## Input data:

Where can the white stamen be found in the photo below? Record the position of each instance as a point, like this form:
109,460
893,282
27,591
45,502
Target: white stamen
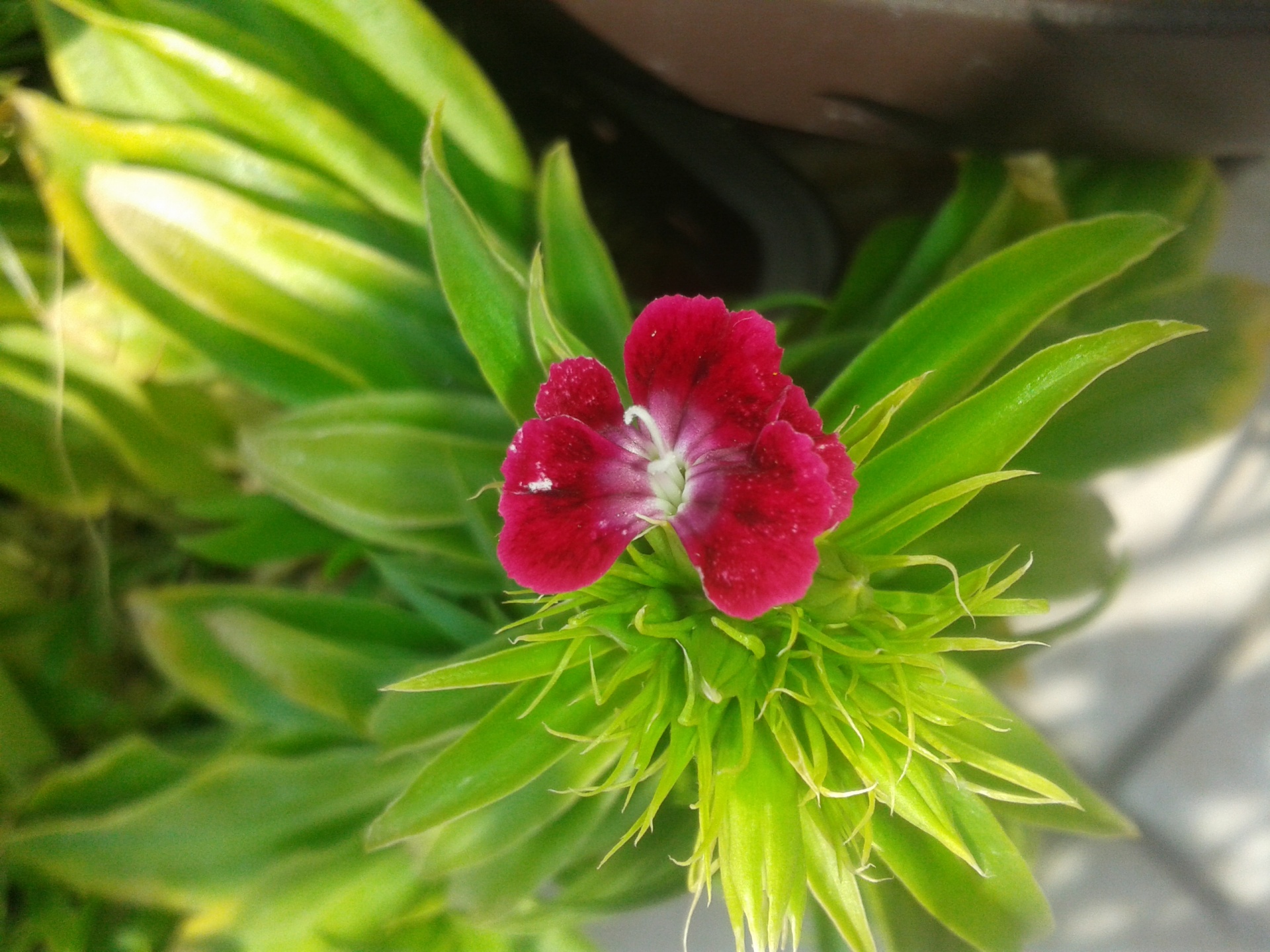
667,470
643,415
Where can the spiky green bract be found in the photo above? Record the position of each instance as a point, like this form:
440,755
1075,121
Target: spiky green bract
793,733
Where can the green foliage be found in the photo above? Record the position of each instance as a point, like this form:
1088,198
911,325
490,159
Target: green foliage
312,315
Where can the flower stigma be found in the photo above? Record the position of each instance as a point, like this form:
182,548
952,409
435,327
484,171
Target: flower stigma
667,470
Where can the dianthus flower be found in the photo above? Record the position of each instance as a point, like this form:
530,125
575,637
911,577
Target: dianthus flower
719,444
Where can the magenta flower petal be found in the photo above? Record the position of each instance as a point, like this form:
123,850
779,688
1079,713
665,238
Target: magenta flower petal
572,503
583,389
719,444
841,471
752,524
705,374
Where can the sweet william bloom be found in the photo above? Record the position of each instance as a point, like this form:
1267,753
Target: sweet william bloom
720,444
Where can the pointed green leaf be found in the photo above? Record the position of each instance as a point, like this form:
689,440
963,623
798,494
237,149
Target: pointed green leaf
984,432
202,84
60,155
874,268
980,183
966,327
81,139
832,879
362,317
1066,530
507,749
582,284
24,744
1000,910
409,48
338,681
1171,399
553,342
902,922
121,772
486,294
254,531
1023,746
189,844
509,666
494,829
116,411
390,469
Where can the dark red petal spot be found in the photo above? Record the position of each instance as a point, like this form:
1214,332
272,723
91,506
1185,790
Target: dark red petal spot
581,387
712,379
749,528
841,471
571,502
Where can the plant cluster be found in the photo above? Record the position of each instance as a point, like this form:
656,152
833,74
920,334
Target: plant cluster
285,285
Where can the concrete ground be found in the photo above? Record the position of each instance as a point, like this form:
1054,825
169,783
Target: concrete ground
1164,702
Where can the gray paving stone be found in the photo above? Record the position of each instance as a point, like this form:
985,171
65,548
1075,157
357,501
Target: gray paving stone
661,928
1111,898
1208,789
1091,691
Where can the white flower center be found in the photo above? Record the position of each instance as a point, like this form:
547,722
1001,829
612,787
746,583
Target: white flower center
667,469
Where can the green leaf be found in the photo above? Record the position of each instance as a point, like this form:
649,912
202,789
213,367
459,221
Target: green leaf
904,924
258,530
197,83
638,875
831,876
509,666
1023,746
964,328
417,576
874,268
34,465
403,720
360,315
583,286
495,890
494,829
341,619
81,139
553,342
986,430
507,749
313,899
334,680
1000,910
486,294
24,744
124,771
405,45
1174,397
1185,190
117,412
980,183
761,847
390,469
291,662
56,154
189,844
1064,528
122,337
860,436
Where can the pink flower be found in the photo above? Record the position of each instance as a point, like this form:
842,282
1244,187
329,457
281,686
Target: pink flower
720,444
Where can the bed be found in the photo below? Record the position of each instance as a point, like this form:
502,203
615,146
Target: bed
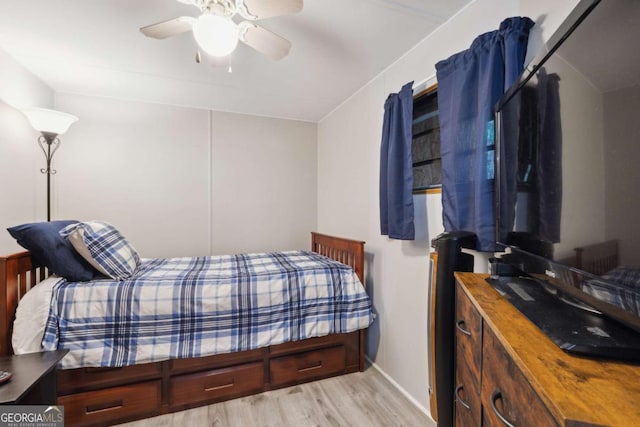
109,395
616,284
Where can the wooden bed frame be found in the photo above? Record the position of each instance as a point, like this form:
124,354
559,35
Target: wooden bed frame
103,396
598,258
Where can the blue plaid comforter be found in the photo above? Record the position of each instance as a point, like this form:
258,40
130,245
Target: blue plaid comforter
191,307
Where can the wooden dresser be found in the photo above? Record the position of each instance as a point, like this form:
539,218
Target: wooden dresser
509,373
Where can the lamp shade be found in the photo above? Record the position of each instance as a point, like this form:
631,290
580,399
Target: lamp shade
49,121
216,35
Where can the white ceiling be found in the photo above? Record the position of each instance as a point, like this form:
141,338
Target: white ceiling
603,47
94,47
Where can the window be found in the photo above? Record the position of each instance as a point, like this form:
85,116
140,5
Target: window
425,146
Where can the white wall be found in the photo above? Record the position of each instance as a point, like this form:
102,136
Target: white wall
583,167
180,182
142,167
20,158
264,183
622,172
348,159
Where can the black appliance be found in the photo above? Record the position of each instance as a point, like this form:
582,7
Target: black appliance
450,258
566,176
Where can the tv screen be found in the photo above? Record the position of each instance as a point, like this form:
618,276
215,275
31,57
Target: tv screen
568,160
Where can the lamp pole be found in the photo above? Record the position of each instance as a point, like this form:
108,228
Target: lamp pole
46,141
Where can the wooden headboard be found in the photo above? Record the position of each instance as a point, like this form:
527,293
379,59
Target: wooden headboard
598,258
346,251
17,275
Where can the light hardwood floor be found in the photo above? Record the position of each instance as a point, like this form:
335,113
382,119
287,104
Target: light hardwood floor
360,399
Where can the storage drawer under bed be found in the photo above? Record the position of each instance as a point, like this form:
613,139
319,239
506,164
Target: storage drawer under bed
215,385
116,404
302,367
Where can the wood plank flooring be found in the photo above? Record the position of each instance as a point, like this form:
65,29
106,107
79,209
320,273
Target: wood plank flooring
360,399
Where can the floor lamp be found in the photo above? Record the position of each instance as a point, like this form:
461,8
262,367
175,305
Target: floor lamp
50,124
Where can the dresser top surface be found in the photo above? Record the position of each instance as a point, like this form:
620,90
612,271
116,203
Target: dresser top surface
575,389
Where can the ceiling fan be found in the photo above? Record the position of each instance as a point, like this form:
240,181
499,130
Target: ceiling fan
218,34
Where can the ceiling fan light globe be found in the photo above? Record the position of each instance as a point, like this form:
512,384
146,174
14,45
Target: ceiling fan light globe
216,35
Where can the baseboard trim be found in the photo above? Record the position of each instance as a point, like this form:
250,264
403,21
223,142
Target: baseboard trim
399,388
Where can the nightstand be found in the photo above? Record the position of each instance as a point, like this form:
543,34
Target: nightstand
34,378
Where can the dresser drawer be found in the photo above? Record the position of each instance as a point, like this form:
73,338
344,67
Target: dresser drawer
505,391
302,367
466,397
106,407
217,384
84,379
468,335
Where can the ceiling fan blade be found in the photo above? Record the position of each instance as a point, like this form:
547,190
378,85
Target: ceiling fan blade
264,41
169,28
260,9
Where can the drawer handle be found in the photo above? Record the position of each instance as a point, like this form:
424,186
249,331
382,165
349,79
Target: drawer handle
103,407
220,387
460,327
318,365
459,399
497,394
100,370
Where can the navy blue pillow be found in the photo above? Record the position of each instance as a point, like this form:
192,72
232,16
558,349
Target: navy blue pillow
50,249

## Exercise:
Can you write out every item above again word for word, leaving out the pictures?

## Written solution:
Where can the white stamen be found in the photo below? Record the position of each instance as a point, like this form:
109,460
893,282
27,591
45,502
Target: white stamen
667,470
643,415
Where can the spiky green bract be found in the photo above? Record the position of each instance as a point, like this form:
440,755
1075,121
Target: spiky green bract
793,733
Where can the green foliage be found in the photo above? Record the position of each instance as a point, like this form:
1088,198
911,325
490,159
Target: green foliage
312,315
Where can the flower stigma be found in the photo above? Record the position of each instance as a point, like this form:
182,548
952,409
435,327
484,171
Target: flower stigma
667,470
Where can the dianthus flower be found in the photo above? Record the position of each instance as a point, like this form:
530,125
575,637
911,577
Target: dianthus flower
719,444
Where can the magenta flower petal be found in the photo above? Record the position of each instance as a point, like this form:
123,850
779,688
1079,713
665,238
Target: magenta flower petal
572,503
583,389
719,444
841,471
752,524
705,374
Where can the sweet william bloom be found in the photo above? Record the position of each instance as a point, like this form:
1267,753
Target: sweet william bloom
720,444
Where can the pointed green leaf be found in the photo above? Record the position of each instance as a point, like this form:
689,440
963,623
798,494
237,149
Target: pointed green leaf
984,432
202,84
60,155
874,268
980,183
966,327
81,139
832,879
362,317
1066,530
507,749
582,284
24,744
1000,910
409,48
338,681
1171,399
553,342
902,922
121,772
486,294
254,531
1023,746
189,844
509,666
494,829
116,411
390,469
Where can the dark red petal spot be found in the photo above? Record the position of each instance as a point, like this form:
1214,332
272,723
91,506
1185,790
Target: dark red petal spot
581,387
712,379
749,528
841,471
571,502
Where can the plant cluster be found in the photo above? Record the position of each instance as a point, like this form:
656,152
833,74
920,334
Target: plant cluster
285,285
Where can the concrete ground be found in the photo above? Record the position of each instance as a point, like this form:
1054,825
169,783
Target: concrete ground
1164,702
Where can the gray paving stone be found in the photo above? Record the position of each instance as a point, like this form:
985,171
65,548
1075,157
357,501
Target: gray paving stone
661,928
1111,898
1208,789
1091,691
Where can the white flower center be found in the photo above? Record the position of each instance as a point, like this form:
547,722
1001,829
612,787
746,583
Target: white flower center
667,469
Where can the green leaf be found in the photo above? Record the position of each instance as a point, like this form:
649,912
202,789
213,367
459,221
Target: green leaf
904,924
258,530
197,83
638,875
831,876
509,666
1023,746
964,328
417,576
874,268
34,465
403,720
360,315
583,286
495,890
494,829
341,619
81,139
553,342
986,430
507,749
313,899
334,680
1000,910
486,294
24,744
124,771
405,45
1174,397
1185,190
117,412
980,183
761,847
390,469
291,662
56,154
189,844
1064,528
122,337
860,436
Where can the pink flower be found in the photo above? Record the position of each instance as a point, like this form:
842,282
1244,187
329,457
281,686
Target: pink flower
720,444
Where can the bed be found in the photo below? Record the position of each instance as a point, like this form:
502,203
615,146
Target: bed
109,395
616,284
Where can the wooden bed frame be found in the photo above? Record the position of each instance as a point, like this form:
124,354
559,35
Target: wooden bed frame
103,396
598,258
Where can the blue plaid comforter be found in the photo above? Record the position of each instance as a point, like this form:
258,40
130,245
Target: blue plaid comforter
191,307
Where can the wooden dresser be found in the photo above? Record the position of each instance as a point, like this form:
539,218
Target: wooden dresser
509,373
Where can the lamp shade be found in the photo above? Record the position of each instance as a point, like this form:
631,290
580,399
Target: lamp shade
49,121
216,35
Where can the white ceiling be found in the photo above? Record the position of each instance as a point, like this form:
141,338
Target: white ceiling
603,47
94,47
Where can the window be found in the photo above? Record the position of each instance as a point, like this form:
85,116
140,5
Target: window
425,146
Where can the white wall be found in the photo above? Record the position of each instance as a point, like this form:
102,136
Target: white wall
583,167
180,182
142,167
20,158
264,183
622,172
348,159
Where can the black appliance be found in the photo above? Record the position of each instance as a point, like this form:
582,7
Target: black appliance
450,258
566,176
Where can the tv screen be found in the photo above? Record the position of each instance as a point, like this form:
618,276
215,275
31,57
Target: tv screen
568,160
Where can the lamp pole be found in the photo above? Record the position of each instance as a point, like this form:
108,228
Target: lamp pole
46,141
Where can the wooden headboard be found in the photo above? Record the position of each instance as a point, like this form:
527,293
379,59
Target: wooden headboard
598,258
346,251
17,275
Where can the light hardwood floor be found in the photo above? Record the position of each instance as a point, like this form:
335,113
382,119
287,104
Target: light hardwood floor
360,399
Where can the storage drawer under bed be found in the photo above? Record the position of each instance as a point, like this form:
613,139
319,239
506,164
Target: storage drawer under bed
215,385
116,404
302,367
Where can the wood plank flooring be found in the photo above? Record the position of each instance as a point, like this form:
65,29
106,107
79,209
320,273
Target: wood plank flooring
360,399
Where can the floor lamp be found in the photo above? Record the position of each instance as a point, like this form:
461,8
262,367
175,305
Target: floor lamp
50,124
Where can the dresser top surface be found in the photo above? Record the position of each instance as a point, like this form:
620,90
612,271
116,203
Target: dresser top surface
575,389
Where can the ceiling fan be found in the photo above? Record the position of each instance as a point, like this form:
240,181
499,130
Target: ceiling fan
218,34
Where can the ceiling fan light globe be found in the photo above? Record the position of each instance as a point, like this form:
512,384
146,174
14,45
Target: ceiling fan light globe
216,35
Where can the baseboard trim be found in the photo above? Record the position of each instance as a point, like this form:
250,264
403,21
223,142
Target: baseboard trim
399,388
Where can the nightstand be found in the photo above? Record the position of each instance as a point, like this form:
543,34
Target: nightstand
34,378
Where can the dresser drawer be found in the photo above? Record the position of each instance as a point, like this form:
73,338
344,67
Target: dresser drawer
505,391
302,367
466,397
106,407
217,384
84,379
468,335
Where can the ceiling fan blade be found in the photo above? Record the position of each instance as a point, like this form:
547,190
378,85
Target: ceiling fan blade
264,41
169,28
260,9
Where can the drawer handle be found in the photo above? Record the position of each instance as a point, like this form:
424,186
249,331
382,165
349,79
Target: drawer handle
103,407
220,387
460,327
318,365
459,399
497,394
100,370
Where can the navy blue pillow be found in the photo above? Record the position of each instance as a point, like this form:
192,72
232,16
558,349
Target: navy blue pillow
50,249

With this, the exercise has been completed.